=== Section Start ===
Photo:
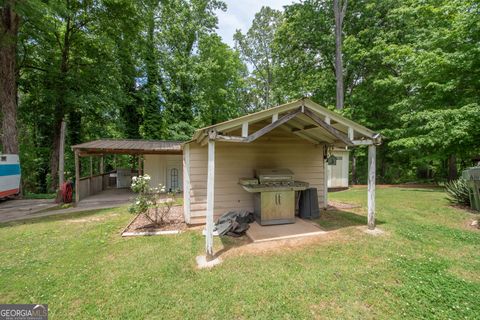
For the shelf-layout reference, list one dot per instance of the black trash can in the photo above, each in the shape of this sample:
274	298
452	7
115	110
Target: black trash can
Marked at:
308	204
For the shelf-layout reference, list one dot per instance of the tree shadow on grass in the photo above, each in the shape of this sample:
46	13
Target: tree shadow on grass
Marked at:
54	217
337	219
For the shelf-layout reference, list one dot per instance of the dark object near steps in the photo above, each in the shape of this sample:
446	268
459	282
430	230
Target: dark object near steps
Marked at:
308	206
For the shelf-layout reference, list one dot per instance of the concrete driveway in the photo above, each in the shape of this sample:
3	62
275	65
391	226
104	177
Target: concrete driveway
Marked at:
23	209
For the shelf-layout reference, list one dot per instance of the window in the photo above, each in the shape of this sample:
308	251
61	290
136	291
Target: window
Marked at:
174	179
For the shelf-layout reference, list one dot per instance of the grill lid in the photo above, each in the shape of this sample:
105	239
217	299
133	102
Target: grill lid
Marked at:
274	175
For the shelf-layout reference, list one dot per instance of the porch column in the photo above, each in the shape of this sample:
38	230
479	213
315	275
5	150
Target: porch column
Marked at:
325	184
77	178
140	171
371	186
210	199
186	182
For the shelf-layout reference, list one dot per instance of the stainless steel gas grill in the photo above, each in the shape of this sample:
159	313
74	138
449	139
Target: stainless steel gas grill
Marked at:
274	195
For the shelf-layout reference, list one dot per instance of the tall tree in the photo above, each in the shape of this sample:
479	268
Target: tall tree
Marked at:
340	8
9	26
256	48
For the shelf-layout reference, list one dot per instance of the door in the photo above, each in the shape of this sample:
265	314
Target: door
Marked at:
174	177
277	207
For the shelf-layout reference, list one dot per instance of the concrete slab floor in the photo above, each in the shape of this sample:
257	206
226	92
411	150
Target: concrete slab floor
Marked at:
301	228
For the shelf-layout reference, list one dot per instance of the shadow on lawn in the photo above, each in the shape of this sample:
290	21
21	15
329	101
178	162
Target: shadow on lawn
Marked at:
53	217
337	219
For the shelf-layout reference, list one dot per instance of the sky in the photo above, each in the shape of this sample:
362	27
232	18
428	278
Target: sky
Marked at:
239	15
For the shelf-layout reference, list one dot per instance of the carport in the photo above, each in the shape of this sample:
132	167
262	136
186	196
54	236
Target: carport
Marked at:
92	184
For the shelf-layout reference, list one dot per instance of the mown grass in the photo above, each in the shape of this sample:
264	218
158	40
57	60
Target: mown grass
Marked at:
424	266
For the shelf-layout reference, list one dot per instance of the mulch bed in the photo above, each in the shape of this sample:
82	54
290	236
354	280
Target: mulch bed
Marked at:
336	205
175	222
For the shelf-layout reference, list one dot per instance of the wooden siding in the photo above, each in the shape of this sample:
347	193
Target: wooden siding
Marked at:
277	149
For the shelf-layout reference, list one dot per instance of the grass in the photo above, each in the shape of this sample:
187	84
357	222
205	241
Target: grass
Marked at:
426	265
29	195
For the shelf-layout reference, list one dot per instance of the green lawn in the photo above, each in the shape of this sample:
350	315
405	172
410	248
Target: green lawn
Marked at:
427	265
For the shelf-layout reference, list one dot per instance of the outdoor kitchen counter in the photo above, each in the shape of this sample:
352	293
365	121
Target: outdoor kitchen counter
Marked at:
297	186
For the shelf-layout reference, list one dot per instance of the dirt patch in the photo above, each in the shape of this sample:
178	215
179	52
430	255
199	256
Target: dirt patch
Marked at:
92	218
244	246
337	205
174	221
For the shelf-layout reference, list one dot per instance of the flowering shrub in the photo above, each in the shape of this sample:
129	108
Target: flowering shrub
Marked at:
148	202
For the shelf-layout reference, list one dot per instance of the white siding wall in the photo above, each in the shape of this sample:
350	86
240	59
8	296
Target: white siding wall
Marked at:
156	167
338	174
278	149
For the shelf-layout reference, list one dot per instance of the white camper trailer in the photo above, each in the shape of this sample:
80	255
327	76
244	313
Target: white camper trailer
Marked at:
9	175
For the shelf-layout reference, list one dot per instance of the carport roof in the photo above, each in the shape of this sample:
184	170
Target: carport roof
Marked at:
129	146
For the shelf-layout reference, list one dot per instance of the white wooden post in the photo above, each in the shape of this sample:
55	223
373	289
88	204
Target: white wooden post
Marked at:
350	133
325	181
61	160
186	182
274	117
371	186
210	199
245	129
77	178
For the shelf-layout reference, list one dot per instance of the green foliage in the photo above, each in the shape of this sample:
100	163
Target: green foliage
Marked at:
458	192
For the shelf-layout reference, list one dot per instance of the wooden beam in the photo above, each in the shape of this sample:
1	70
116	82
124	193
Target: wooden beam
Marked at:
245	129
220	137
334	132
210	200
285	118
371	186
186	183
77	178
274	117
362	142
309	127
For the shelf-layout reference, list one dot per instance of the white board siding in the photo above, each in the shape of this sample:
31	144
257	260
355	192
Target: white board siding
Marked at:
338	174
156	167
236	160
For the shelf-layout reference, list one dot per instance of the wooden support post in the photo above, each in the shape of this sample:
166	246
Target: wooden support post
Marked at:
274	117
245	129
61	160
90	178
186	182
77	178
351	134
140	165
210	199
371	186
325	182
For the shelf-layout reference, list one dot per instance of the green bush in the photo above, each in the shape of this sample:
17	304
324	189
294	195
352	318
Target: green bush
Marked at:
458	192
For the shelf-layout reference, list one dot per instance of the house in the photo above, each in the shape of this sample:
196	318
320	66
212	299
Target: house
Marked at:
337	173
297	135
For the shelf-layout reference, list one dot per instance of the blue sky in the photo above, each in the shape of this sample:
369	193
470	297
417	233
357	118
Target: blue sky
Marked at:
239	15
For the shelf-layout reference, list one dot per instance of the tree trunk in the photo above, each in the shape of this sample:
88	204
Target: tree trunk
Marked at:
339	8
8	76
60	106
452	167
=== Section End ===
_REQUIREMENT_. Could you retype every record exactly, leaving the pictures out?

_YOUR SOLUTION_.
Photo:
For the shelf-layout reference, list one dot per instance of the black trash can in the photo above, each in the shape of this sample:
274	298
452	7
115	110
Target: black trash can
Marked at:
308	204
For the shelf-layout reference, list one dot per instance of the tree shadow on grass in the photo above, each in the shape of this sample:
46	13
Target: tree shadow on grass
Marked at:
54	217
337	219
For the shelf-layout reference, list one dot per instance of the dark object near steps in the photo above, each in the shape of this sample:
446	268
459	282
430	230
Target: dark object near steps
Marked at:
308	206
For the shelf-layout reference, list one dot per instance of the concrete driveway in the photo above, each in the shape of this sample:
3	62
275	65
391	226
104	177
Target: concrete driveway
Marked at:
23	209
For the shelf-layout reference, list one dot per instance of the window in the photo above, each in the shape of this sample:
308	251
61	290
136	291
Target: window
Marked at:
174	179
For the shelf-layout reference, list one dot per instance of the grill lid in the photo above, each in the shape of this sample:
105	239
217	299
133	102
Target: grill lid
Marked at:
274	175
For the shelf-layout reference, list one dot per instance of the porch column in the photo above, each in the shape of this sample:
38	230
479	213
315	275
5	150
Target: porch column
Marked at:
325	184
77	178
140	171
371	186
210	199
186	182
For the shelf-layout reference, list one dot per instance of the stainless steel gas grill in the photo above, each in the shape of this sample:
159	313
74	138
449	139
Target: stainless steel gas grill
Marked at:
274	195
For the shelf-layout reference, list one dot per instance of the tall tree in the photo above, each in the shape of this sample:
479	268
Target: tall tree
Marked at:
340	8
9	26
256	48
For the shelf-layout reference, list one dot per instance of the door in the photo above, each in the shape of this sample:
265	314
Target: door
Marked at:
174	177
277	207
For the shelf-layout reference, list one dot per instance of the concrete slab floor in the photo above, each in the shape of this sample:
257	206
226	92
411	150
Target: concrete slab floor
Marked at:
301	228
For the shelf-layout reference, list one dot per instance of the shadow on lawn in the photo above, each in the shape of this sample:
290	21
21	15
329	101
178	162
Target: shadow on lawn
Marked at:
53	217
337	219
For the shelf-layout reference, list one dot per instance of the sky in the photo above, each in the shape of this sample:
362	27
232	18
428	278
Target: sky
Marked at:
239	15
For the shelf-layout reference, list one dot per instance of the carport in the photo above, each in the shape of this sample:
132	167
262	136
186	196
54	236
Target: carport
Marked at:
92	184
For the shelf-layout reference, list one dot per instance of the mown grass in the photo above, each in the shape of this sample:
264	218
158	40
57	60
Target: mown grass
Marked at:
424	266
For the shelf-layout reference, list one dot per instance of the mulch bed in the photo above, each in the shape of this sample:
82	54
290	236
354	280
Target: mulch bed
Marked at:
336	205
175	222
For the shelf-layout reference, list one dot per instance of the wooden siding in the photo above, each in the shape of this sample:
347	193
Target: wooden siding
Marked at:
277	149
For the shelf-layout reference, list one dot per instance of the grass in the photo above, each in the shape of this sample:
187	84
357	222
205	241
Target: grass
Marked at:
426	265
29	195
For the shelf-layout reference, list one dot per instance of the green lawn in the photo above, each in the shape of this sample:
350	315
405	172
410	248
Target: green lawn
Marked at:
427	265
For the shelf-layout reference, list one dot per instance of the outdoor kitchen counter in the photo above, each in the shape of this sample:
352	293
365	121
Target: outdoor kitchen counter
Marked at:
297	186
For the shelf-layout reference, list one dot per instance of the dirt patch in the photo above, each in the shape of this sample:
178	215
179	52
430	255
199	256
Target: dirt patch
Marked at:
92	218
244	246
337	205
174	221
For the shelf-layout reference, list one dot per instance of the flowering shrub in the photo above, each in the shape of this sample:
129	108
Target: flowering shrub
Marked at:
148	202
For the shelf-layout reference, list one dot per instance of the white siding wall in the photo above, each in the shape of this sample:
350	86
240	59
8	296
Target: white siding wall
Marked at:
156	167
338	174
278	149
For the shelf-layout reference, list one dot per instance of the white camper trailer in the photo above, each in the shape of this sample:
80	255
327	76
244	313
Target: white camper trailer
Marked at:
9	175
For the shelf-layout reference, list one dot per instance of the carport roof in the photo above, each in the shape of this sample:
184	170
Target: carport roof
Marked at:
129	146
For the shelf-layout reference, list one dot per instance of the white wooden post in the photo above, each in the shape of this sample:
55	223
373	289
88	204
Target: white wooden post
Marked at:
350	133
325	181
61	160
186	182
274	117
371	186
210	199
245	129
77	178
For the shelf-layout reference, list one dot per instance of the green foliage in the photo above, each in the shape of this sample:
100	163
Target: green foliage
Marked at:
458	192
For the shelf-layout reference, list one dot per instance of the wooden beam in the photo above, each in the shape of this sample:
1	70
116	82
124	193
Target: wooden beam
Marked at:
245	129
220	137
334	132
210	200
285	118
371	186
186	183
77	178
274	117
362	142
309	127
For the shelf-layout reference, list one dot per instance of the white board siding in the photo above, each in the shape of this sample:
31	144
257	260
355	192
Target: white board siding
Marked at:
338	174
156	167
236	160
For the shelf-layout reference, list one dot per instance of the wooden support post in the photo above, each in the shape of this sample:
166	246
Target: wooden support post
Marked at:
274	117
245	129
61	160
90	178
186	182
77	178
351	134
140	165
210	199
371	186
325	182
For the shelf-layout reference, list one dot per instance of the green bush in the photo above, each in the shape of this sample:
17	304
324	189
294	195
352	318
Target: green bush
Marked at:
458	192
For the shelf-layout reference, list one dot per instance of the house in the photo above, each in the shape of this sample:
196	318
320	66
212	299
Target: house
Marked at:
337	173
297	135
For the shelf-layout reference, list one dot per instance of the blue sky in the photo above, each in the shape of this sample:
369	193
470	297
417	233
357	118
Target: blue sky
Marked at:
239	15
For the shelf-layout reference, list one dot per instance of the tree trunk in the photo above, each in the shape of this sample:
88	204
Target: tree trunk
Marked at:
339	8
8	76
60	106
452	167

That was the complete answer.